* **Document text**
There’s no way around the crowds, as Great Smoky Mountains is the most visited national park in the U.S. Mid-week in early June, the lines to get into the visitor centers will stretch out the door. Don’t show up to any of the popular trailheads after 8 a.m. and expect to get a parking spot—especially if you’re driving a larger rig. Even the harder-to-reach trailheads can be packed. Note that in 2023, there will be parking fees instated for visitors.
If possible, plan your trip for the off-season, or prepare yourself for long lines and busy trails. Visiting GSMNP is worth the inconveniences, with stunning scenery and fun, challenging hikes.
Cades Cove’s 11-mile Scenic Loop is one of the park’s most popular attractions. The one-way, single-lane loop takes visitors past abandoned cabins and a church. It’s also one of the best places in the park to see a black bear. During one visit, I saw five, including a mama and two cubs grazing in a meadow about 100 yards away. Be sure to bring a bike or a comfy pair of shoes; from May to September, the loop is closed to motor-vehicle traffic, so walkers and bikers can experience it without stopping traffic.
Laurel Falls is a short 3-mile out-and-back hike on a gently sloped, paved path. The trail is crowded at most times, including early morning and late afternoon. Luckily, there are other waterfall hikes in the park, including the strenuous 8-mile walk to Ramsey Cascades. Drivers of larger rigs might want to avoid it; the trailhead is located down fairly narrow gravel roads, and getting out of the trailhead parking area can be tricky, even in a Class B. You’ll also need to avoid Grotto and Rainbow Falls on the Roaring Fork Motor Nature Trail, which prohibits RVs.
My favorite hike is Chimney Tops, which is a must-do if you’re in shape for it (or willing to take frequent breaks). Believe the signs that warn about the steep grade; when I reached the top of the 1.75-mile uphill, my legs burned and I was drenched in sweat. Note that the final quarter-mile section is currently closed due to erosion caused by a recent wildfire, but the view of the ridgeline from the current terminus is still spectacular.
The hike up to the Clingmans Dome observation tower is only a half-mile walk up a wide paved path, but it ascends straight up at a hefty grade. You can catch your breath on benches and boulders located along the trail, and the view from the top makes the effort worthwhile. Even if it’s a cloudy day, be patient. The wind will likely blow the clouds away long enough to snap a few photographs.

* **Requirement 1**
According to the Smoky Mountains text, how long is the Scenic Loop at Cades Cove?
* **Requirement 2**
Edit the Smoky Mountains text by writing out everything from "Cades Cove’s 11-mile" down to "without stopping traffic.", with "black bear" changed to "white-tailed deer".
The data that comes next is separate material and is not part of the Smoky Mountains text.

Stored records

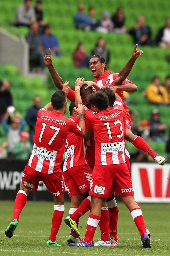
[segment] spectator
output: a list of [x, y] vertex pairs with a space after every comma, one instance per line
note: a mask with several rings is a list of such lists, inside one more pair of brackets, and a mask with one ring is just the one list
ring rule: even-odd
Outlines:
[[129, 93], [127, 92], [123, 92], [123, 100], [124, 101], [125, 104], [126, 105], [129, 103], [130, 100], [130, 97], [129, 95]]
[[149, 120], [150, 126], [150, 137], [155, 141], [167, 142], [168, 138], [164, 137], [167, 125], [160, 120], [160, 115], [158, 109], [154, 109], [152, 112], [151, 117]]
[[38, 56], [40, 66], [42, 68], [45, 67], [43, 56], [46, 53], [42, 46], [38, 31], [39, 25], [35, 22], [31, 25], [30, 29], [26, 37], [30, 46], [30, 56]]
[[[21, 118], [20, 114], [15, 112], [15, 114], [16, 117], [12, 120], [11, 126], [7, 123], [9, 116], [7, 112], [6, 113], [2, 122], [2, 126], [7, 134], [8, 157], [10, 159], [14, 158], [13, 150], [14, 145], [16, 142], [19, 141], [19, 133], [23, 130], [26, 124], [25, 120]], [[21, 125], [20, 127], [20, 124]]]
[[31, 6], [32, 0], [25, 0], [24, 2], [17, 9], [14, 22], [15, 26], [29, 27], [32, 22], [36, 21], [35, 10]]
[[129, 110], [129, 114], [131, 121], [132, 132], [133, 133], [138, 135], [138, 127], [135, 119], [137, 116], [139, 115], [139, 113], [135, 110]]
[[0, 81], [0, 123], [4, 119], [8, 107], [13, 105], [10, 92], [11, 83], [8, 80]]
[[145, 92], [150, 104], [167, 105], [169, 103], [166, 90], [161, 84], [160, 78], [157, 76], [154, 77], [152, 82], [147, 87]]
[[165, 147], [165, 151], [167, 153], [167, 162], [170, 163], [170, 133], [169, 135], [169, 139], [167, 141]]
[[90, 57], [86, 53], [84, 44], [82, 43], [79, 43], [73, 54], [73, 60], [75, 66], [77, 68], [89, 68]]
[[103, 37], [99, 37], [95, 47], [92, 51], [92, 55], [100, 55], [103, 57], [107, 64], [110, 59], [110, 52]]
[[125, 33], [127, 28], [124, 26], [125, 18], [122, 7], [118, 7], [116, 12], [112, 17], [112, 20], [114, 24], [114, 31], [115, 33]]
[[78, 11], [74, 17], [74, 20], [76, 27], [83, 30], [90, 30], [93, 25], [91, 17], [84, 14], [84, 5], [79, 4], [78, 6]]
[[[135, 121], [136, 116], [139, 115], [139, 113], [135, 110], [130, 110], [129, 113], [131, 121], [131, 128], [132, 132], [133, 134], [137, 135], [139, 135], [140, 134], [140, 136], [141, 135], [141, 136], [142, 137], [139, 131], [140, 126], [141, 125], [140, 122], [137, 123]], [[137, 162], [141, 162], [144, 161], [147, 162], [147, 154], [142, 150], [138, 150], [136, 153], [130, 154], [130, 160], [132, 162], [137, 161]]]
[[93, 6], [90, 6], [89, 8], [88, 16], [92, 22], [91, 27], [91, 29], [92, 30], [95, 30], [96, 28], [100, 27], [101, 25], [100, 20], [97, 20], [94, 17], [95, 12], [95, 9]]
[[8, 144], [8, 142], [6, 141], [4, 141], [0, 144], [0, 159], [5, 159], [6, 158], [6, 148]]
[[42, 9], [43, 2], [41, 0], [37, 0], [34, 7], [37, 21], [41, 26], [43, 26], [46, 25], [46, 22], [43, 19], [43, 12]]
[[53, 55], [57, 56], [63, 55], [59, 48], [58, 40], [54, 35], [51, 34], [49, 25], [46, 25], [44, 27], [43, 33], [40, 35], [40, 38], [46, 55], [48, 54], [48, 48], [50, 48]]
[[101, 20], [101, 25], [107, 33], [112, 31], [114, 28], [114, 24], [111, 19], [110, 13], [109, 12], [105, 12], [103, 14], [103, 18]]
[[39, 109], [41, 108], [41, 104], [40, 98], [37, 96], [34, 97], [33, 99], [33, 106], [28, 110], [25, 118], [29, 126], [30, 141], [32, 145], [34, 142], [37, 114]]
[[20, 132], [19, 135], [20, 140], [15, 144], [13, 153], [16, 159], [28, 160], [32, 148], [29, 140], [30, 135], [26, 131]]
[[133, 37], [135, 44], [153, 46], [151, 30], [150, 27], [145, 24], [145, 18], [144, 16], [138, 17], [137, 24], [129, 31], [129, 33]]
[[170, 104], [170, 76], [167, 76], [165, 78], [164, 84], [167, 92], [169, 98], [169, 103]]
[[161, 48], [170, 48], [170, 18], [166, 19], [165, 26], [159, 29], [156, 38], [157, 45]]

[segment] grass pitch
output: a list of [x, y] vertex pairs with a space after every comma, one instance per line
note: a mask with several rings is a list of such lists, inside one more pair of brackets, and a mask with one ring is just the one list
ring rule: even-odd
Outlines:
[[[0, 255], [13, 256], [60, 256], [64, 255], [117, 256], [169, 256], [170, 255], [170, 205], [141, 204], [147, 227], [151, 233], [152, 248], [142, 249], [141, 238], [128, 210], [118, 202], [118, 233], [119, 246], [116, 247], [80, 248], [69, 247], [67, 240], [70, 229], [64, 223], [70, 203], [66, 202], [62, 223], [56, 238], [60, 247], [47, 247], [54, 210], [52, 202], [28, 201], [21, 212], [12, 237], [5, 237], [5, 229], [12, 217], [14, 201], [0, 201]], [[84, 237], [87, 213], [79, 221], [81, 237]], [[101, 238], [99, 227], [95, 233], [95, 242]]]

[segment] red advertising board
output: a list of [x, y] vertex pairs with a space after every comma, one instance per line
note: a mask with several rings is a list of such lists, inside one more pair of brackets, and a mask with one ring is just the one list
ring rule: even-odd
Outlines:
[[170, 164], [133, 163], [131, 175], [139, 202], [170, 202]]

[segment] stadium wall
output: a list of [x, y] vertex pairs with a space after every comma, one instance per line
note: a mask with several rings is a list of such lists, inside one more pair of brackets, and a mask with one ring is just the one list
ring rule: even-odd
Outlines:
[[29, 71], [29, 47], [26, 40], [21, 41], [17, 37], [0, 28], [1, 63], [16, 65], [22, 76]]
[[[14, 200], [21, 186], [23, 170], [27, 161], [0, 160], [0, 200]], [[61, 166], [62, 169], [63, 162]], [[131, 176], [135, 200], [139, 202], [170, 202], [170, 164], [163, 166], [148, 163], [133, 163]], [[66, 188], [66, 201], [69, 201]], [[125, 188], [127, 192], [130, 188]], [[120, 200], [119, 197], [116, 200]], [[29, 200], [52, 201], [44, 183], [40, 183], [37, 193], [31, 191]]]

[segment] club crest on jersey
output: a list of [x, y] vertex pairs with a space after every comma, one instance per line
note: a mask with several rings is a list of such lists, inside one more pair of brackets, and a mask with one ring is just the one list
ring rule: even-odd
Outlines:
[[101, 186], [98, 186], [97, 185], [95, 185], [94, 188], [94, 193], [104, 195], [105, 189], [105, 187], [102, 187]]
[[105, 80], [105, 83], [106, 85], [109, 85], [110, 84], [110, 80], [109, 79]]
[[34, 185], [33, 184], [31, 184], [30, 183], [27, 182], [26, 181], [24, 182], [24, 185], [26, 187], [27, 187], [27, 188], [34, 188]]

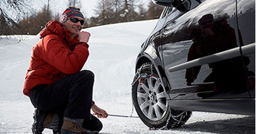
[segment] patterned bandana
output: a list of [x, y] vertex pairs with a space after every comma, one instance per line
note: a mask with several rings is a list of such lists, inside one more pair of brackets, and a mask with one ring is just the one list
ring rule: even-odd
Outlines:
[[71, 9], [67, 8], [65, 11], [62, 13], [62, 23], [64, 23], [66, 22], [69, 19], [74, 17], [81, 17], [84, 18], [84, 15], [82, 13], [77, 9]]

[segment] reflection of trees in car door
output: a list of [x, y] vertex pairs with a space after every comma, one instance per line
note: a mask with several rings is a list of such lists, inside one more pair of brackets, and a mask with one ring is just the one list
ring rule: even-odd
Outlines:
[[[255, 97], [255, 1], [238, 0], [238, 28], [240, 44], [245, 59], [246, 86], [252, 98]], [[248, 47], [250, 51], [243, 49]]]
[[[214, 4], [215, 3], [219, 3]], [[173, 90], [198, 93], [243, 89], [243, 85], [239, 83], [242, 80], [241, 78], [244, 78], [244, 74], [240, 71], [240, 56], [215, 63], [211, 63], [211, 59], [203, 63], [200, 60], [193, 64], [187, 63], [238, 48], [235, 6], [233, 0], [206, 0], [177, 18], [175, 23], [169, 22], [163, 29], [162, 52], [165, 72]], [[181, 68], [169, 70], [178, 66]], [[240, 96], [247, 96], [245, 94]]]

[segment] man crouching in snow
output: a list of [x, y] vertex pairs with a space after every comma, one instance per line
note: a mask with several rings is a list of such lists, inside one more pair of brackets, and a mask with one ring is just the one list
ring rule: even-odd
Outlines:
[[107, 118], [92, 100], [94, 74], [81, 71], [88, 56], [90, 34], [80, 32], [84, 19], [80, 9], [67, 8], [62, 22], [50, 21], [33, 48], [23, 93], [36, 108], [33, 133], [45, 128], [53, 133], [98, 133]]

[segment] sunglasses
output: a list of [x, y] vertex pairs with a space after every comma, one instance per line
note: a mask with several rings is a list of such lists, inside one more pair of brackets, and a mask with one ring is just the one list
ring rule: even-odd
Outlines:
[[84, 24], [84, 21], [82, 19], [79, 19], [76, 18], [70, 18], [70, 19], [71, 22], [74, 23], [80, 22], [81, 25], [83, 25]]

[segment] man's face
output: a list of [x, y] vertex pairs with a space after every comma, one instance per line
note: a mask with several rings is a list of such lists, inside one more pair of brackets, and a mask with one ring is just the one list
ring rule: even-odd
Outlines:
[[[73, 17], [79, 19], [79, 20], [84, 20], [84, 18], [81, 17]], [[70, 31], [70, 34], [73, 36], [76, 36], [79, 34], [80, 31], [82, 29], [81, 23], [78, 21], [77, 23], [73, 23], [70, 19], [67, 20], [64, 23], [65, 28]]]

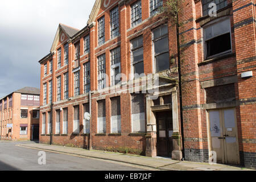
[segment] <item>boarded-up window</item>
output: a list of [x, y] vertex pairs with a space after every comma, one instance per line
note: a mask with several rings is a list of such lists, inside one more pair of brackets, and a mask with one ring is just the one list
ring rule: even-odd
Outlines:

* **Task result 1**
11 miles

* **Task result 2**
Cades Cove’s 11-mile Scenic Loop is one of the park’s most popular attractions. The one-way, single-lane loop takes visitors past abandoned cabins and a church. It’s also one of the best places in the park to see a white-tailed deer. During one visit, I saw five, including a mama and two cubs grazing in a meadow about 100 yards away. Be sure to bring a bike or a comfy pair of shoes; from May to September, the loop is closed to motor-vehicle traffic, so walkers and bikers can experience it without stopping traffic.